_Goal of the exercise_
Reproduce without alteration the entries that begin with the line containing "tree with a single marker." and continue through the end of the entries.

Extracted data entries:
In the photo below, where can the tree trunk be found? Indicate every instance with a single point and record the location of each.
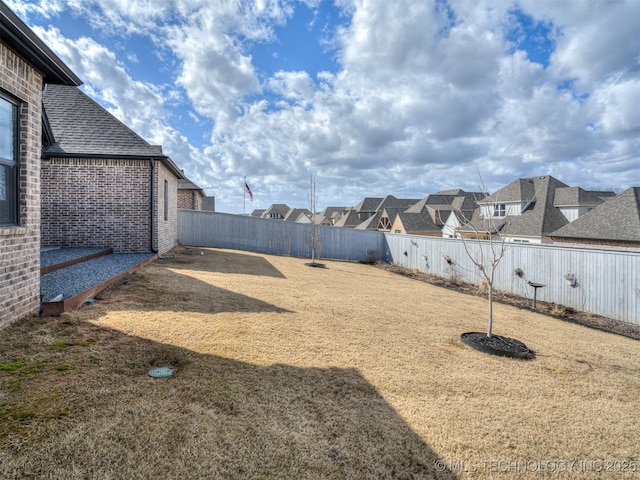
(490, 324)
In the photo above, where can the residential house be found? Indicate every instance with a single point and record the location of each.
(348, 218)
(615, 223)
(428, 216)
(367, 208)
(574, 202)
(300, 215)
(525, 211)
(190, 195)
(333, 214)
(26, 64)
(385, 212)
(102, 184)
(327, 217)
(277, 211)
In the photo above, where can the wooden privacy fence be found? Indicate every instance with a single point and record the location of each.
(605, 282)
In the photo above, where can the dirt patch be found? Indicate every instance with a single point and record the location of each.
(285, 371)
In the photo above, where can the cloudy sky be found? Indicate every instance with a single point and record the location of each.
(372, 97)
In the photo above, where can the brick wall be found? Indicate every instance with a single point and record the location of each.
(96, 203)
(20, 245)
(189, 199)
(166, 230)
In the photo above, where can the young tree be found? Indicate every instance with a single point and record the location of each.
(486, 257)
(313, 203)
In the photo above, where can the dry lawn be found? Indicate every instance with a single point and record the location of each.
(290, 372)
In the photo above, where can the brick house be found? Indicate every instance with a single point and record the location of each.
(26, 63)
(190, 195)
(102, 184)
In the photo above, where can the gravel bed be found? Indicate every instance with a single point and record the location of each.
(60, 255)
(77, 278)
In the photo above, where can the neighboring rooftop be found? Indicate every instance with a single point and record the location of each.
(616, 219)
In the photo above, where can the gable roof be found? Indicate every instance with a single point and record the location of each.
(539, 218)
(348, 219)
(279, 208)
(368, 204)
(81, 126)
(294, 214)
(22, 40)
(417, 222)
(576, 196)
(616, 219)
(186, 184)
(370, 223)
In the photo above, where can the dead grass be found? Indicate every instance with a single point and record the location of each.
(286, 371)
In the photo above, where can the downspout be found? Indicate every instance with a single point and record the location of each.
(152, 197)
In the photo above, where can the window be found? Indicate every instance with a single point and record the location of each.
(166, 200)
(9, 135)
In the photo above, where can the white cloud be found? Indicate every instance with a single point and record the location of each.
(426, 93)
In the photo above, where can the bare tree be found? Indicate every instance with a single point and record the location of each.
(485, 239)
(313, 203)
(486, 257)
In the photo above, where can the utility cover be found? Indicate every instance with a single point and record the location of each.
(161, 372)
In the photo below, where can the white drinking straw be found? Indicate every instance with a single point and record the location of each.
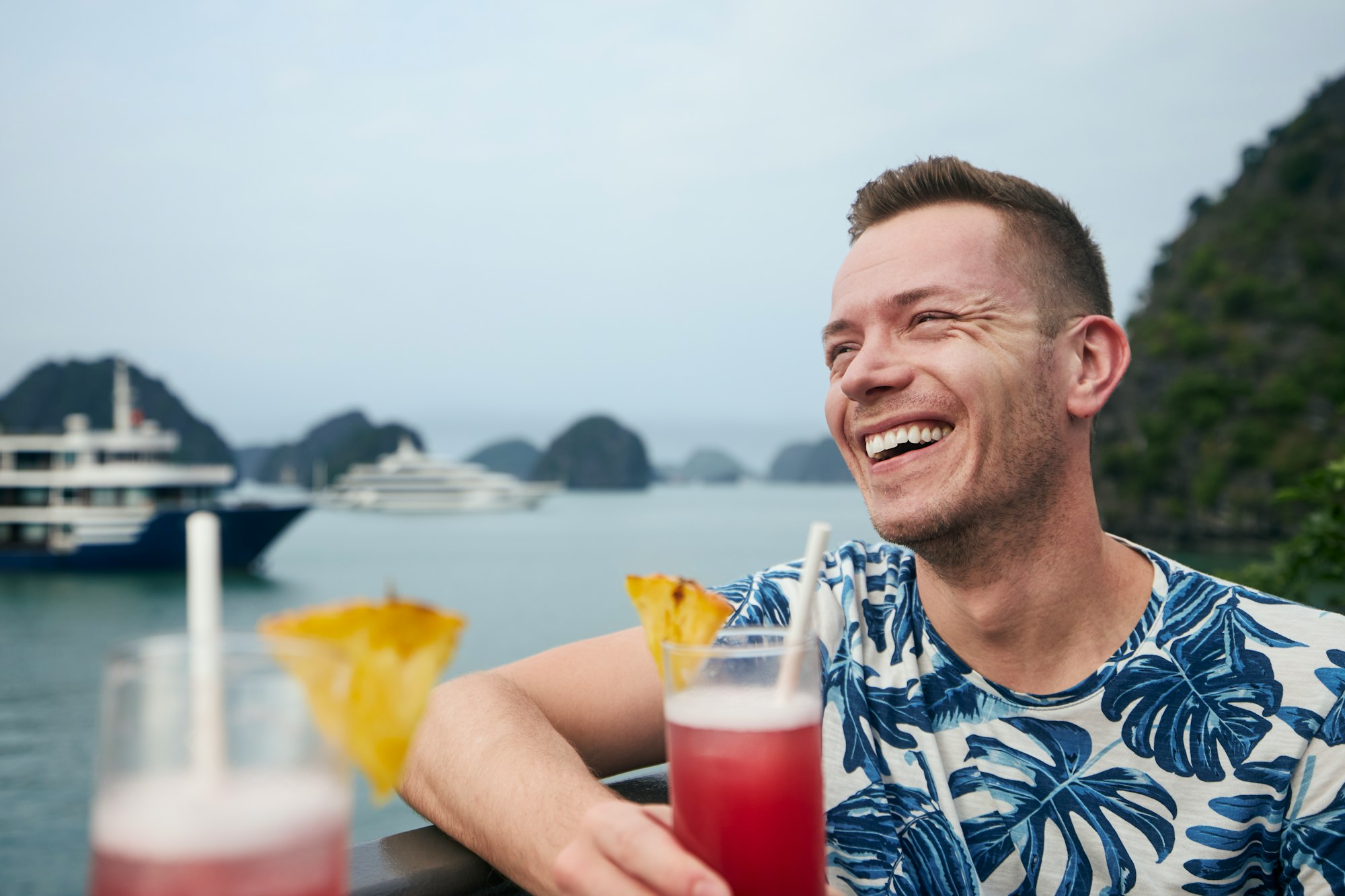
(801, 614)
(204, 642)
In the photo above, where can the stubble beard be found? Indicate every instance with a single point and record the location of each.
(972, 533)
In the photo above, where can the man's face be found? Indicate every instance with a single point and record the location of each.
(944, 396)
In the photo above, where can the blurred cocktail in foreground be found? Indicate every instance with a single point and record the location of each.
(746, 759)
(267, 814)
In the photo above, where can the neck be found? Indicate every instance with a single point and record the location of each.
(1035, 607)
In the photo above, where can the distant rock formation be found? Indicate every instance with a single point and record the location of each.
(516, 456)
(711, 466)
(597, 452)
(330, 448)
(41, 401)
(810, 462)
(251, 460)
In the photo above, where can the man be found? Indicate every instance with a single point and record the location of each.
(1016, 701)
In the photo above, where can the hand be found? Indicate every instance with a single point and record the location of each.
(625, 849)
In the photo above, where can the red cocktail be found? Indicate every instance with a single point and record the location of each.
(746, 763)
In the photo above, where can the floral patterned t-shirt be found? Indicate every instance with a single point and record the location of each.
(1207, 755)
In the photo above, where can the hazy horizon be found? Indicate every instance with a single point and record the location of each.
(488, 222)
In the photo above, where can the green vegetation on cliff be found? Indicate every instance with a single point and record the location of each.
(1238, 381)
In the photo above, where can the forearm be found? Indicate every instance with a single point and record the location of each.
(489, 768)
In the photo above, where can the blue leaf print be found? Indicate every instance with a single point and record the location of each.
(1188, 706)
(891, 838)
(899, 612)
(759, 602)
(946, 698)
(1317, 841)
(1055, 790)
(1258, 848)
(1334, 727)
(1192, 599)
(847, 685)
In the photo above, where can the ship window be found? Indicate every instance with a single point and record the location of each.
(33, 460)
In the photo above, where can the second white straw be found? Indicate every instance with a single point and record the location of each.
(205, 649)
(801, 612)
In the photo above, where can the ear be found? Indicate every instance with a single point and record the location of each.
(1098, 354)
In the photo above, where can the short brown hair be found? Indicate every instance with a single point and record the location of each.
(1044, 241)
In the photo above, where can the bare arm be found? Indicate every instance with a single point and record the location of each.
(505, 762)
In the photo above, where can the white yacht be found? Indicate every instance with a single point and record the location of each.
(112, 498)
(410, 481)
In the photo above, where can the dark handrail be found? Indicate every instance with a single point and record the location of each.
(427, 861)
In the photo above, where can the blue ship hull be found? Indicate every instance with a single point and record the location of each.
(244, 534)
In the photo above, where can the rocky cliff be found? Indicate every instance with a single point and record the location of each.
(1238, 381)
(514, 456)
(330, 448)
(597, 452)
(41, 401)
(810, 462)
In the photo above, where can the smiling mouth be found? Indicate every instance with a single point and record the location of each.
(905, 439)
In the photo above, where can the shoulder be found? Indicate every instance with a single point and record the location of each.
(853, 567)
(1192, 596)
(1297, 646)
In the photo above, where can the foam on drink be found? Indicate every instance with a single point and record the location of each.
(171, 817)
(743, 709)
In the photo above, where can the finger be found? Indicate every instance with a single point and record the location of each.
(662, 814)
(644, 846)
(586, 872)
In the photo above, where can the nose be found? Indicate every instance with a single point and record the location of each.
(876, 369)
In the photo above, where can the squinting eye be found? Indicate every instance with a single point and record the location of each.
(836, 352)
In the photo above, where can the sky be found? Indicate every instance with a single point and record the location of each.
(489, 220)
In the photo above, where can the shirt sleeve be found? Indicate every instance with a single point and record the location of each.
(1313, 836)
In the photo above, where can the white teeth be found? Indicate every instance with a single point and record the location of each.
(878, 443)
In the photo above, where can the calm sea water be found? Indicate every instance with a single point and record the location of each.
(527, 581)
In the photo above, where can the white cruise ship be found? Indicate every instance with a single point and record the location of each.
(410, 481)
(112, 498)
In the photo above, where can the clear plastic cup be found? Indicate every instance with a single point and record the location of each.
(271, 819)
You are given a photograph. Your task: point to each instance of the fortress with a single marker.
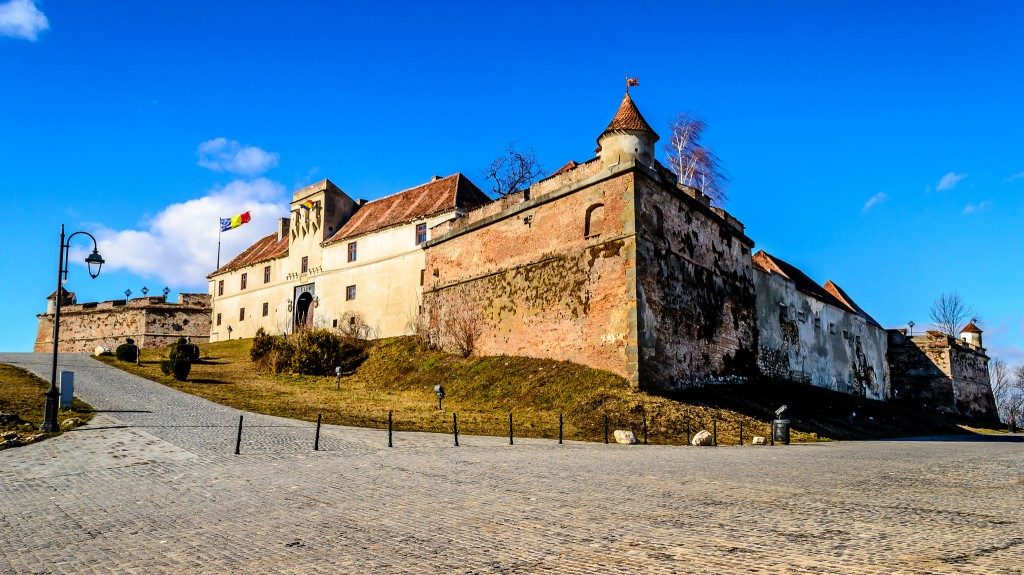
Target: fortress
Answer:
(608, 262)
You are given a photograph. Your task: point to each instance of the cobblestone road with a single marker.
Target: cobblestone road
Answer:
(152, 486)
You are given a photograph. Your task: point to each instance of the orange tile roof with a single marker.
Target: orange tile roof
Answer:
(629, 118)
(264, 250)
(414, 204)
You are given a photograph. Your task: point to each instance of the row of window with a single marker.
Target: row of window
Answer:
(349, 296)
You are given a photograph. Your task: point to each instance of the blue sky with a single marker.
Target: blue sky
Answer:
(875, 144)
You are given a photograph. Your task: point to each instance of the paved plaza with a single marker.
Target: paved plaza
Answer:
(152, 485)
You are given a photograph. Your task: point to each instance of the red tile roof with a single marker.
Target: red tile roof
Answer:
(414, 204)
(264, 250)
(629, 118)
(971, 328)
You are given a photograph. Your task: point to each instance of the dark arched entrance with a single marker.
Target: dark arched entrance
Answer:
(304, 311)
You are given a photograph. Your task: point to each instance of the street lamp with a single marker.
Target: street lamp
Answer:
(94, 262)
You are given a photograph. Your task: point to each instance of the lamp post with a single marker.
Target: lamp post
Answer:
(95, 262)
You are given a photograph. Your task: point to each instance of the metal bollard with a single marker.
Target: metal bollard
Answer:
(238, 442)
(316, 439)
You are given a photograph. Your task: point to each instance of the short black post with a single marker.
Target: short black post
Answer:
(316, 439)
(238, 442)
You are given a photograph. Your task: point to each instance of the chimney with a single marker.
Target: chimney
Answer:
(283, 225)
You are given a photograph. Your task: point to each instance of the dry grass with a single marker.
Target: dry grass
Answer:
(22, 393)
(399, 376)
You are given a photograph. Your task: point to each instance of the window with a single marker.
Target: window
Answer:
(595, 217)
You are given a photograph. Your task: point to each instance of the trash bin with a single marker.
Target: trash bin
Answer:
(67, 389)
(780, 431)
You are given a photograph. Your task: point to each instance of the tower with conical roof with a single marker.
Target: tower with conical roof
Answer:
(972, 334)
(628, 137)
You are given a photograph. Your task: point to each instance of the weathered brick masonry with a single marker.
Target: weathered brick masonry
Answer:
(151, 321)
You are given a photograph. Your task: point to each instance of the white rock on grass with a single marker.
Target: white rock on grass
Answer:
(702, 437)
(626, 436)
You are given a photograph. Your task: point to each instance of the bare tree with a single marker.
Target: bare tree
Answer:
(949, 313)
(695, 165)
(513, 171)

_Finished answer_
You are given a photograph. Your task: point to each instance of the bare tree with a single marker.
Target: bare tree
Answer:
(949, 313)
(695, 165)
(513, 171)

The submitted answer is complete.